→ **Aim of the task**
Please turn the paragraph of the text on sharp Tauberian constants that begins "Let $w$ denote a weight" into a short bulleted list of its main facts.

-- START OF Document text --

Let $w$ denote a weight in $\mathbb{R}^n$ which belongs to the Muckenhoupt
class $A_\infty$ and let $\mathsf{M}_w$ denote the uncentered Hardy-Littlewood
maximal operator defined with respect to the measure $w(x)dx$. The \emph{sharp
Tauberian constant} of $\mathsf M_w$ with respect to $\alpha$, denoted by
$\mathsf{C}_w (\alpha)$, is defined by \[ \mathsf{C}_w (\alpha) := \sup_{E:\, 0
< w(E) < \infty}w(E)^{-1}w\big(\big\{x \in \mathbb{R}^n:\, \mathsf{M}_w \chi_E
(x) > \alpha\big\}\big). \] In this paper, we show that the Solyanik estimate
\[ \lim_{\alpha \rightarrow 1^-}\mathsf{C}_w(\alpha) = 1 \] holds. Following
the classical theme of weighted norm inequalities we also consider the sharp
Tauberian constants defined with respect to the usual uncentered
Hardy-Littlewood maximal operator $\mathsf M$ and a weight $w$: \[ \mathsf C ^w
(\alpha) := \sup_{E:\, 0 < w(E) < \infty} w(E)^{-1} w\big(\big\{x \in \mathbb
R^n:\, \mathsf{M} \chi_E (x) > \alpha\big\}\big). \] We show that we have
$\lim_{\alpha\to 1^{-}}\mathsf{C}^w(\alpha)=1$ if and only if $w\in A_\infty$.
As a corollary of our methods we obtain a quantitative embedding of $A_\infty$
into $A_p$.

-- END OF Document text --
-- START OF Record list --

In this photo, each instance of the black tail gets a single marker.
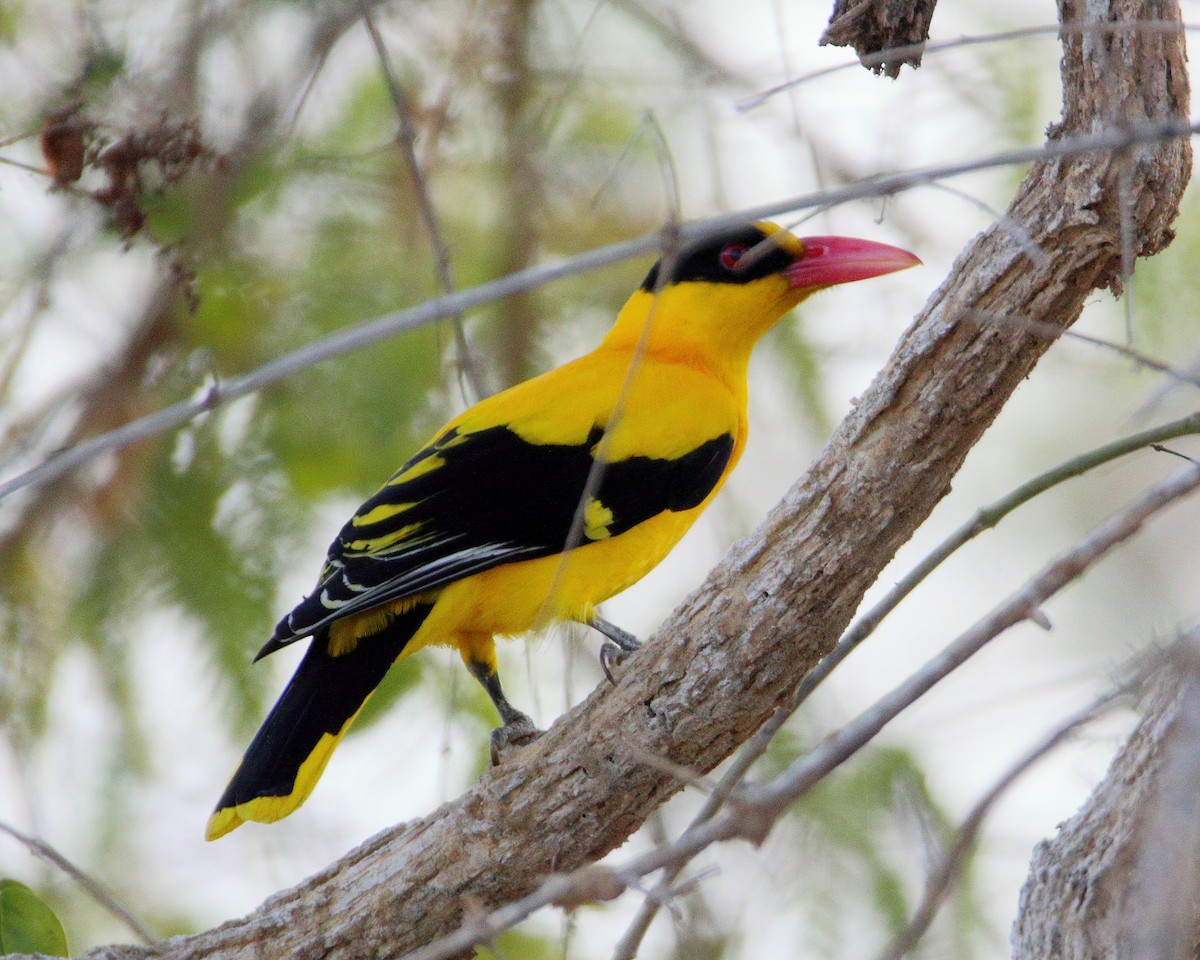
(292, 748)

-- END OF Record list --
-- START OF Record list --

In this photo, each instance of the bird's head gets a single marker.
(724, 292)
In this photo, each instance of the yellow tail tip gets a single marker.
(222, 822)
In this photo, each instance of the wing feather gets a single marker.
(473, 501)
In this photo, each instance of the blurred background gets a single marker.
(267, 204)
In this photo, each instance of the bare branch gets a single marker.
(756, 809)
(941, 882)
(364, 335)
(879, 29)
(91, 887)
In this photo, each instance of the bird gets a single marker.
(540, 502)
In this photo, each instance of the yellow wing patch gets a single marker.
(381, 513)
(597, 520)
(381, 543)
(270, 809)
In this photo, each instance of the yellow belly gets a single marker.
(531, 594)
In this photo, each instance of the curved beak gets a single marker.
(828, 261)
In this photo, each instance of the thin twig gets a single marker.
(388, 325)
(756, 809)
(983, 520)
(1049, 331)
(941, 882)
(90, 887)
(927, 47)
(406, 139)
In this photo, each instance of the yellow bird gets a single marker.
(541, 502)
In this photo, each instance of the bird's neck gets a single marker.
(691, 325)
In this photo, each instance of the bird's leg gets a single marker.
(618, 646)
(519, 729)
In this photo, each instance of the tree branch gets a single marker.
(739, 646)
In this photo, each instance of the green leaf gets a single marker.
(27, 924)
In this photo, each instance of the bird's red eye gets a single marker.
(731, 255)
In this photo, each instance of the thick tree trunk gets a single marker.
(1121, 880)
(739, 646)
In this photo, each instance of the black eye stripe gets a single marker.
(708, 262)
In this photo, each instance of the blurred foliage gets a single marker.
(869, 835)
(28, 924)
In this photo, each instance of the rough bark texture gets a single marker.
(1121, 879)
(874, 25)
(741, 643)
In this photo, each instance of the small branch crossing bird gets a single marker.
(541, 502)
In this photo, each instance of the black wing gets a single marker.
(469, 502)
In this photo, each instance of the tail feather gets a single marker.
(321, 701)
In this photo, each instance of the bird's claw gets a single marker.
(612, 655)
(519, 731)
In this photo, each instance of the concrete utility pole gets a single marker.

-- END OF Record list --
-- START OF Record list --

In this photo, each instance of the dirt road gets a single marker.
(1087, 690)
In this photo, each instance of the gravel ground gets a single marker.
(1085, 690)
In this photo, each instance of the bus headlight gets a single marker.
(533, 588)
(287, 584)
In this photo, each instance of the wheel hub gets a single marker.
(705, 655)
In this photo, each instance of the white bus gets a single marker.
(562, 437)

-- END OF Record list --

→ **Exercise solution**
- Setting: $w$ is a weight in $\mathbb{R}^n$ in the Muckenhoupt class $A_\infty$, and $\mathsf{M}_w$ is the uncentered Hardy-Littlewood maximal operator with respect to the measure $w(x)dx$.
- The sharp Tauberian constant $\mathsf{C}_w(\alpha)$ is the supremum, over sets $E$ with $0 < w(E) < \infty$, of $w(E)^{-1}w(\{x: \mathsf{M}_w \chi_E(x) > \alpha\})$.
- Main result: the Solyanik estimate $\lim_{\alpha \to 1^-}\mathsf{C}_w(\alpha) = 1$ holds.
- The paper also studies $\mathsf{C}^w(\alpha)$, defined the same way but with the usual uncentered maximal operator $\mathsf{M}$ and a weight $w$.
- For it, $\lim_{\alpha\to 1^-}\mathsf{C}^w(\alpha)=1$ holds if and only if $w \in A_\infty$.
- Corollary: the methods give a quantitative embedding of $A_\infty$ into $A_p$.